Task set
1/ Summarize the VIS4ION passage in two sentences.
2/ From the VIS4ION passage, return verbatim everything from "In collaboration with" down to "signage it encounters.".

Supplied passage
=======
In collaboration with New York City’s Metropolitan Transit Authority, the VIS4ION researchers also unveiled an early version of Commute Booster, a smartphone app that guides users to their destinations in subway stations by “reading” the directional signage it encounters.

Moving forward, the team will continue to improve VIS4ION services while reducing the wearable’s size and weight. The goal is a commercially available wearable product, a breakthrough that user advocates have sought for years. “NYU has the rare ability to bring faculty from across schools and departments to collaborate on the creation of technologies that help create greater accessibility,” said NYU Tandon Dean Jelena Kovačević. “Engineering can even the playing field, and it is research like this, led by J. R. Rizzo, that ensures that everyone is able to navigate both urban and rural communities.”
=======
Given entries
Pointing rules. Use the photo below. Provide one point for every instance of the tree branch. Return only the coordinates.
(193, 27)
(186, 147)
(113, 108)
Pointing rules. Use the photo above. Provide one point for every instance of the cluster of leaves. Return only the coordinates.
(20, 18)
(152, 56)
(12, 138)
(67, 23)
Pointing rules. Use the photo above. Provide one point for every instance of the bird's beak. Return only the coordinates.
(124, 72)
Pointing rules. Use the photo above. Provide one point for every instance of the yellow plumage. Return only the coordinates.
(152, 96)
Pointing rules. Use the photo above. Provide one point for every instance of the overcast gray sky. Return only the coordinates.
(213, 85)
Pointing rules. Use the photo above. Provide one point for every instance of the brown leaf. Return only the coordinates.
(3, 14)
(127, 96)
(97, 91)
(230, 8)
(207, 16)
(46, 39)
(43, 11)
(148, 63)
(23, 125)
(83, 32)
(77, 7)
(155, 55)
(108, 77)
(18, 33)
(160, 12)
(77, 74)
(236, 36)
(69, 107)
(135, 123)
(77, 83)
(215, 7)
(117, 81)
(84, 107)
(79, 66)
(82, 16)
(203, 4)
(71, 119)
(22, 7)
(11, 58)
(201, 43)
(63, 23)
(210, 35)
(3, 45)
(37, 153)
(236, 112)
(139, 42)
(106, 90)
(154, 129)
=======
Results for the exercise
1/ Working with New York City's Metropolitan Transit Authority, the VIS4ION researchers unveiled an early version of Commute Booster, a smartphone app that guides users to their destinations in subway stations by "reading" directional signage. The team plans to keep improving VIS4ION services while reducing the wearable's size and weight, aiming for a commercially available product that user advocates have sought for years, and NYU Tandon Dean Jelena Kovačević said that research like this, led by J. R. Rizzo, helps ensure that everyone can navigate both urban and rural communities.

2/
In collaboration with New York City’s Metropolitan Transit Authority, the VIS4ION researchers also unveiled an early version of Commute Booster, a smartphone app that guides users to their destinations in subway stations by “reading” the directional signage it encounters.